### WORK REQUEST:
Return each line of the data below exactly, omitting any pictures.

(Collected data entries)
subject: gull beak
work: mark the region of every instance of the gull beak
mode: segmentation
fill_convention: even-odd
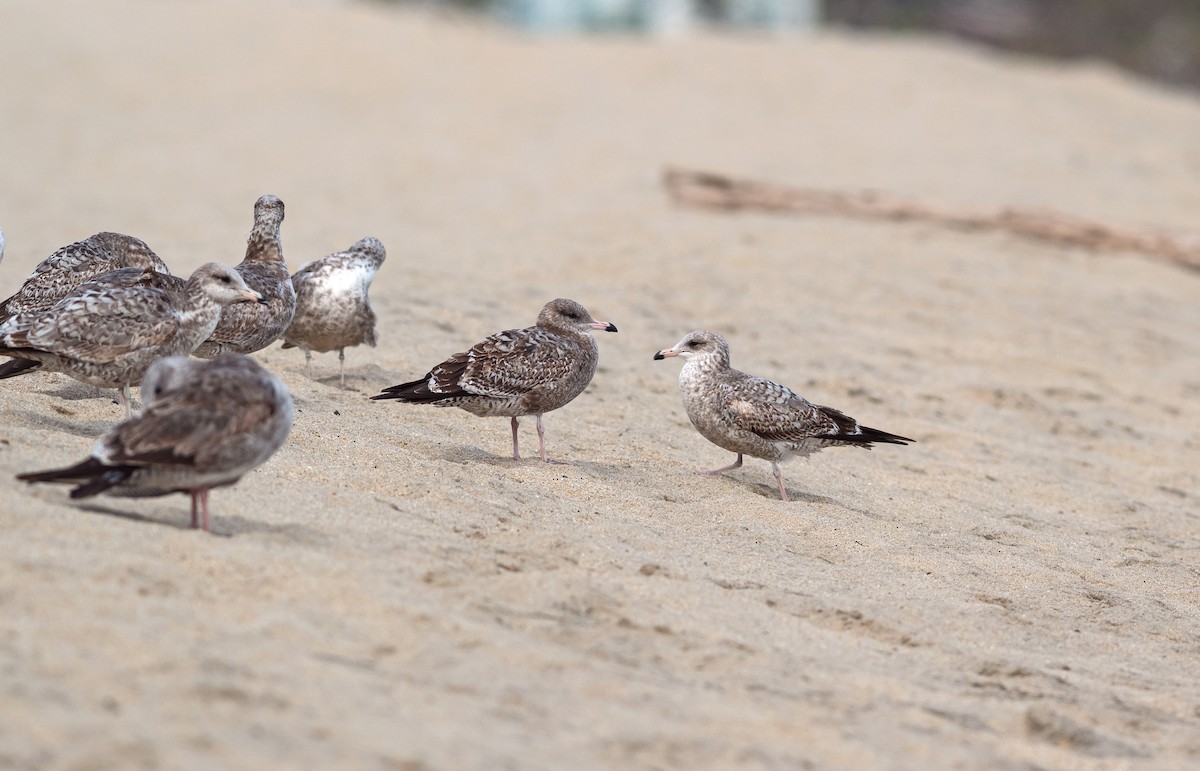
[[[253,289],[247,289],[243,291],[242,297],[246,299],[246,302],[260,303],[263,305],[265,305],[267,302],[267,298],[263,297],[258,292],[255,292]]]
[[[676,351],[674,348],[663,348],[661,351],[654,354],[654,360],[659,361],[661,359],[666,359],[671,356],[678,356],[678,355],[679,355],[679,352]]]
[[[607,321],[593,321],[588,324],[592,329],[599,329],[601,332],[616,332],[617,325],[609,324]]]

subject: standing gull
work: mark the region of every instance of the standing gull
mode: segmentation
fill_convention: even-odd
[[[223,306],[260,302],[228,265],[201,265],[186,281],[124,268],[101,274],[44,311],[0,323],[0,379],[37,368],[96,386],[129,387],[156,359],[189,354],[212,332]]]
[[[86,460],[17,479],[81,483],[72,498],[188,493],[192,527],[211,532],[209,490],[237,482],[283,445],[292,427],[291,394],[279,378],[235,354],[159,359],[142,390],[141,414],[97,439]]]
[[[211,359],[222,353],[253,353],[279,339],[296,312],[296,291],[283,261],[279,226],[283,201],[264,195],[254,204],[254,227],[246,242],[246,258],[237,266],[246,286],[263,296],[258,305],[239,305],[221,312],[221,320],[196,355]]]
[[[304,351],[310,375],[312,352],[336,348],[344,387],[346,347],[362,343],[375,347],[379,336],[367,290],[386,256],[379,239],[368,236],[344,252],[313,260],[292,276],[296,315],[283,335],[283,347]]]
[[[697,474],[719,474],[740,468],[742,456],[771,461],[779,496],[788,500],[779,472],[780,461],[825,447],[848,445],[871,449],[872,442],[908,444],[907,437],[859,425],[832,407],[812,404],[787,386],[729,366],[729,343],[716,332],[689,332],[655,359],[680,356],[679,392],[692,425],[708,441],[737,453],[728,466]]]
[[[480,417],[511,417],[513,458],[521,459],[517,418],[537,416],[538,444],[546,458],[542,415],[583,393],[600,357],[591,330],[616,332],[574,300],[551,300],[525,329],[497,332],[456,353],[411,383],[385,388],[372,399],[460,407]]]
[[[140,238],[96,233],[67,244],[38,263],[21,288],[0,302],[0,321],[18,313],[44,311],[85,281],[118,268],[146,268],[170,274],[166,264]]]

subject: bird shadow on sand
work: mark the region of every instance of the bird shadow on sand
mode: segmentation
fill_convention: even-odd
[[[433,457],[444,460],[447,463],[457,463],[459,465],[470,465],[479,463],[485,466],[497,466],[501,468],[518,468],[522,466],[530,466],[533,468],[573,468],[579,470],[593,469],[603,471],[606,476],[610,476],[621,469],[627,468],[617,463],[606,463],[597,461],[592,458],[576,458],[576,457],[555,457],[552,453],[547,453],[550,457],[549,463],[542,463],[542,458],[534,448],[532,453],[521,453],[521,459],[516,460],[510,454],[499,455],[480,449],[471,445],[459,445],[457,447],[448,447],[444,451],[435,454]]]
[[[29,425],[54,429],[64,434],[72,434],[73,436],[81,436],[93,440],[125,419],[124,413],[114,415],[111,420],[71,420],[70,418],[75,413],[69,411],[60,413],[65,415],[67,419],[59,418],[57,415],[50,415],[45,412],[23,410],[23,413]]]
[[[191,514],[186,510],[179,514],[174,512],[164,514],[162,518],[146,516],[137,512],[118,509],[112,506],[105,506],[101,503],[75,503],[75,508],[80,511],[86,511],[90,514],[100,514],[106,517],[115,517],[124,519],[130,522],[138,522],[146,525],[158,525],[160,527],[168,527],[174,530],[192,530]],[[287,540],[294,540],[305,543],[316,543],[325,539],[316,531],[299,525],[272,525],[265,522],[259,522],[252,519],[246,519],[236,514],[222,515],[218,513],[212,514],[211,519],[212,532],[211,535],[217,538],[233,538],[236,535],[247,535],[250,533],[267,533],[271,535],[282,535]]]
[[[692,472],[692,473],[695,473],[695,472]],[[696,476],[698,476],[700,478],[705,478],[706,475],[697,474]],[[855,514],[861,514],[863,516],[868,516],[868,517],[878,516],[878,515],[872,514],[869,511],[863,511],[861,509],[856,509],[853,506],[847,506],[844,502],[838,500],[837,498],[830,498],[827,495],[818,495],[816,493],[810,493],[810,492],[807,492],[804,490],[797,490],[792,485],[787,485],[787,484],[784,485],[787,488],[788,498],[790,499],[790,500],[784,501],[784,500],[781,500],[779,497],[779,488],[776,487],[773,483],[756,482],[756,481],[749,480],[749,479],[739,479],[736,476],[727,476],[725,474],[714,474],[712,476],[708,476],[707,478],[714,479],[714,480],[721,480],[727,484],[737,485],[738,487],[742,488],[743,490],[747,490],[748,492],[753,493],[754,495],[757,495],[760,498],[764,498],[769,501],[777,501],[784,505],[787,505],[789,503],[791,503],[791,504],[804,504],[804,503],[821,504],[821,505],[825,505],[825,506],[835,506],[839,509],[844,509],[846,511],[850,511]]]

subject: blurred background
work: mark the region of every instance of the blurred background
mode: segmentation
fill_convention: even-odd
[[[403,0],[393,0],[401,2]],[[539,33],[815,24],[939,32],[1200,87],[1200,0],[444,0]]]

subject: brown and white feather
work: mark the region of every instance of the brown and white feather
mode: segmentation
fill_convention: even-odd
[[[96,233],[38,263],[21,288],[0,303],[0,320],[47,310],[85,282],[119,268],[170,273],[145,241],[121,233]]]
[[[195,351],[210,359],[222,353],[253,353],[279,339],[296,313],[296,291],[283,259],[279,228],[283,201],[264,195],[254,204],[254,225],[246,256],[236,266],[246,285],[265,300],[255,305],[225,308],[216,328]]]

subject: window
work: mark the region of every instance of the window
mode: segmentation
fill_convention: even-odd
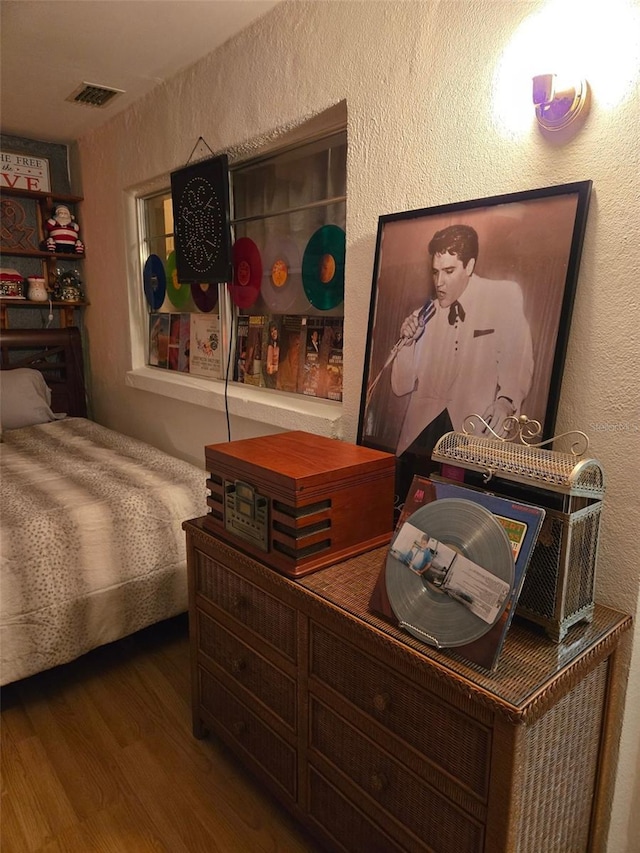
[[[343,131],[231,165],[230,300],[180,285],[171,194],[142,200],[143,256],[166,276],[154,303],[145,264],[151,366],[342,399],[346,150]]]

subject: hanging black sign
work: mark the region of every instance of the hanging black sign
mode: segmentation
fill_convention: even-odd
[[[231,281],[227,155],[172,172],[171,196],[178,281]]]

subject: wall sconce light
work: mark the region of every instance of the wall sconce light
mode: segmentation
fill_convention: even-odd
[[[558,82],[555,74],[539,74],[533,78],[533,103],[538,124],[545,130],[562,130],[579,115],[586,115],[589,94],[586,80],[564,85]]]

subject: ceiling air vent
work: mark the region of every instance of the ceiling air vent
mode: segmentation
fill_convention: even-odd
[[[95,83],[83,83],[65,100],[73,104],[84,104],[87,107],[106,107],[117,95],[124,95],[124,89],[111,89]]]

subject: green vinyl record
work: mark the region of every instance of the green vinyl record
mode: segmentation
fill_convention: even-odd
[[[344,300],[345,243],[345,233],[337,225],[323,225],[307,243],[302,285],[314,308],[328,311]]]
[[[186,308],[191,296],[191,287],[188,284],[178,282],[175,252],[169,254],[165,262],[165,269],[167,273],[167,296],[171,304],[175,305],[176,308]]]

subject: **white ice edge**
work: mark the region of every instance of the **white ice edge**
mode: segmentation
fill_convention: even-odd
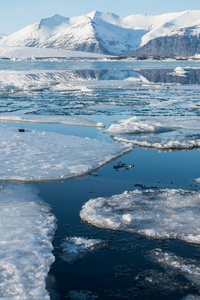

### EXPECTED ANSWER:
subject: gull beak
work: mark the region of every instance of the gull beak
mode: segmentation
fill_convention: even-odd
[[[253,289],[247,289],[243,291],[242,297],[246,299],[246,302],[260,303],[263,305],[265,305],[267,302],[267,298],[263,297],[258,292],[255,292]]]
[[[676,351],[674,348],[663,348],[661,351],[654,354],[654,360],[659,361],[661,359],[666,359],[671,356],[678,356],[678,355],[679,355],[679,352]]]
[[[607,321],[593,321],[588,324],[592,329],[599,329],[601,332],[616,332],[617,325],[609,324]]]

subject: standing gull
work: mark the region of every instance of the standing gull
mode: segmentation
fill_convention: even-odd
[[[223,306],[260,302],[228,265],[201,265],[186,281],[124,268],[101,274],[44,311],[0,323],[0,379],[37,368],[96,386],[129,387],[156,359],[189,354],[212,332]]]
[[[86,460],[17,479],[81,483],[72,498],[188,493],[192,527],[211,532],[209,490],[237,482],[283,445],[292,427],[291,394],[279,378],[235,354],[159,359],[142,390],[141,414],[97,439]]]
[[[211,359],[222,353],[253,353],[279,339],[296,312],[296,291],[283,261],[279,226],[283,201],[264,195],[254,204],[254,227],[246,242],[246,258],[237,266],[246,286],[263,296],[258,305],[239,305],[221,312],[221,320],[196,355]]]
[[[304,351],[310,375],[312,352],[336,348],[344,387],[346,347],[362,343],[375,347],[379,336],[367,290],[386,256],[379,239],[368,236],[344,252],[313,260],[292,276],[296,315],[283,335],[283,347]]]
[[[697,474],[719,474],[740,468],[742,456],[771,461],[779,496],[788,500],[779,472],[780,461],[825,447],[848,445],[871,449],[872,442],[908,444],[907,437],[859,425],[832,407],[812,404],[787,386],[729,366],[729,343],[716,332],[689,332],[655,359],[680,356],[679,392],[692,425],[708,441],[737,453],[728,466]]]
[[[480,417],[511,417],[513,458],[521,459],[517,418],[537,416],[538,444],[546,458],[542,415],[583,393],[600,357],[591,330],[616,332],[574,300],[551,300],[525,329],[497,332],[456,353],[411,383],[385,388],[372,399],[460,407]]]
[[[140,238],[96,233],[67,244],[38,263],[21,288],[0,302],[0,321],[18,313],[44,311],[85,281],[118,268],[146,268],[170,274],[166,264]]]

subject: bird shadow on sand
work: mark the region of every instance of the bird shadow on sand
mode: segmentation
fill_convention: even-odd
[[[433,457],[444,460],[447,463],[457,463],[459,465],[470,465],[479,463],[485,466],[497,466],[501,468],[518,468],[522,466],[530,466],[533,468],[573,468],[579,470],[593,469],[603,471],[606,476],[610,476],[621,469],[627,468],[617,463],[606,463],[597,461],[592,458],[576,458],[576,457],[555,457],[552,453],[547,453],[550,457],[549,463],[542,463],[542,458],[534,448],[532,453],[521,453],[521,459],[516,460],[510,454],[499,455],[480,449],[471,445],[459,445],[457,447],[448,447],[444,451],[435,454]]]
[[[29,425],[54,429],[64,434],[72,434],[73,436],[81,436],[93,440],[125,419],[124,413],[114,415],[111,420],[71,420],[70,418],[75,413],[69,411],[60,413],[65,415],[67,419],[59,418],[57,415],[50,415],[45,412],[23,410],[23,413]]]
[[[191,514],[186,510],[179,514],[174,512],[164,514],[162,518],[146,516],[137,512],[118,509],[112,506],[105,506],[101,503],[75,503],[75,508],[80,511],[86,511],[90,514],[100,514],[106,517],[115,517],[124,519],[130,522],[138,522],[146,525],[158,525],[160,527],[168,527],[174,530],[192,530]],[[287,540],[294,540],[305,543],[316,543],[325,539],[316,531],[299,525],[272,525],[265,522],[259,522],[252,519],[246,519],[236,514],[222,515],[218,513],[212,514],[211,519],[212,532],[211,535],[217,538],[233,538],[236,535],[247,535],[250,533],[267,533],[271,535],[282,535]]]
[[[692,472],[692,473],[695,473],[695,472]],[[696,476],[698,476],[700,478],[705,478],[706,475],[697,474]],[[855,514],[861,514],[863,516],[868,516],[868,517],[878,516],[878,515],[872,514],[869,511],[863,511],[861,509],[856,509],[853,506],[847,506],[844,502],[838,500],[837,498],[830,498],[827,495],[818,495],[816,493],[810,493],[810,492],[807,492],[804,490],[797,490],[792,485],[787,485],[787,484],[784,485],[787,488],[788,498],[790,499],[790,500],[784,501],[784,500],[781,500],[779,497],[779,488],[776,487],[773,483],[756,482],[756,481],[749,480],[749,479],[739,479],[736,476],[727,476],[725,474],[714,474],[712,476],[708,476],[707,478],[714,479],[714,480],[721,480],[727,484],[737,485],[738,487],[742,488],[743,490],[747,490],[748,492],[753,493],[754,495],[757,495],[760,498],[764,498],[769,501],[777,501],[784,505],[787,505],[789,503],[791,503],[791,504],[804,504],[804,503],[821,504],[821,505],[825,505],[825,506],[835,506],[839,509],[844,509],[846,511],[850,511]]]

subject: blurred background
work: mark the region of every instance of the blurred background
mode: segmentation
fill_convention: even-odd
[[[403,0],[393,0],[401,2]],[[539,33],[815,24],[939,32],[1200,87],[1200,0],[444,0]]]

subject: brown and white feather
work: mark the region of every instance of the brown and white feather
mode: segmentation
fill_convention: even-odd
[[[96,233],[38,263],[21,288],[0,303],[0,320],[47,310],[85,282],[119,268],[170,273],[145,241],[121,233]]]
[[[195,351],[210,359],[222,353],[253,353],[279,339],[296,313],[296,291],[283,259],[279,228],[283,201],[264,195],[254,204],[254,225],[246,256],[236,266],[246,285],[265,300],[255,305],[225,308],[216,328]]]

subject: window
work: mark the region of every instance of the window
mode: segmentation
fill_convention: even-odd
[[[343,131],[231,165],[230,300],[180,285],[171,194],[142,200],[143,256],[166,276],[154,303],[145,264],[151,366],[342,399],[346,150]]]

subject: hanging black sign
work: mark the region of every instance of the hanging black sign
mode: segmentation
fill_convention: even-odd
[[[231,281],[227,155],[172,172],[171,196],[178,281]]]

subject: wall sconce light
work: mark the region of every instance of the wall sconce light
mode: segmentation
fill_convention: even-odd
[[[558,82],[555,74],[539,74],[533,78],[533,103],[538,124],[545,130],[562,130],[579,115],[586,115],[589,94],[586,80],[564,85]]]

subject: ceiling air vent
work: mark the region of every instance of the ceiling air vent
mode: segmentation
fill_convention: even-odd
[[[95,83],[83,83],[65,100],[73,104],[84,104],[87,107],[106,107],[117,95],[124,95],[124,89],[111,89]]]

subject: green vinyl record
work: mark the region of every instance of the green vinyl record
mode: segmentation
fill_convention: even-odd
[[[344,300],[345,243],[345,233],[337,225],[323,225],[307,243],[302,285],[314,308],[328,311]]]
[[[186,308],[191,296],[191,287],[188,284],[178,282],[175,252],[169,254],[165,262],[165,269],[167,273],[167,296],[171,304],[175,305],[176,308]]]

subject: **white ice edge**
work: mark the region of every instance of the **white ice edge**
mode: segmentation
fill_convention: even-odd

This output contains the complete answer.